#### [Task description]
Multiply each pin coordinate in the rows below by 2.35 and round the results to whole numbers, with halves rounding up. Write out every other line, including the requests, without changes, and leave the pictures out.
[start Exercise inputs]
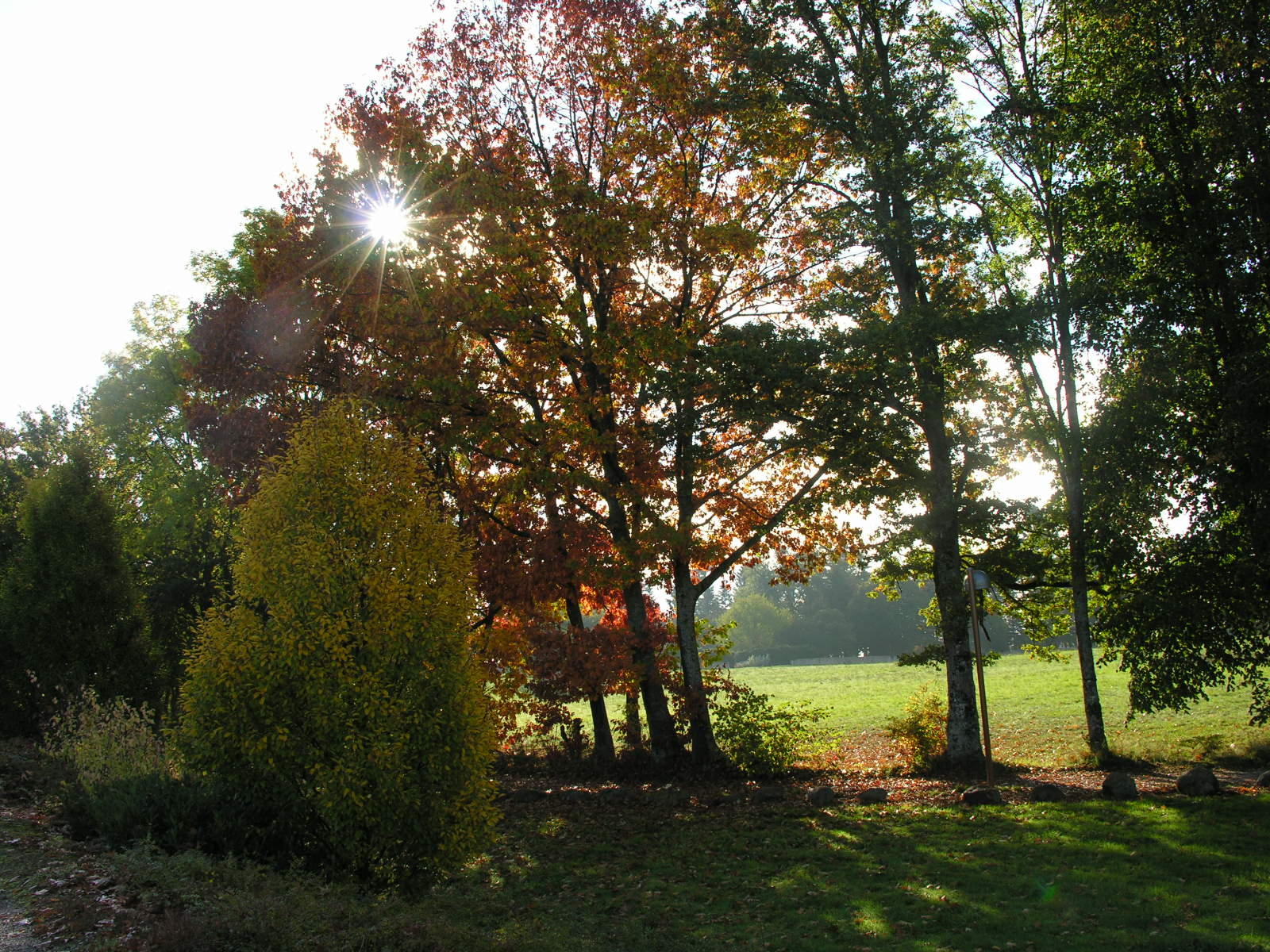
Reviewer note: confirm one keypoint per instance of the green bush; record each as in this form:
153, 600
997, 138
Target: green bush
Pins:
761, 738
920, 731
69, 612
338, 689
[end Exercise inputs]
#### [Worked answer]
Reviewer note: confirm one keypoint per instance of the green bush; record each as in this form:
153, 600
997, 138
Target: green bush
Pins:
1788, 1734
2162, 1718
162, 1438
794, 1619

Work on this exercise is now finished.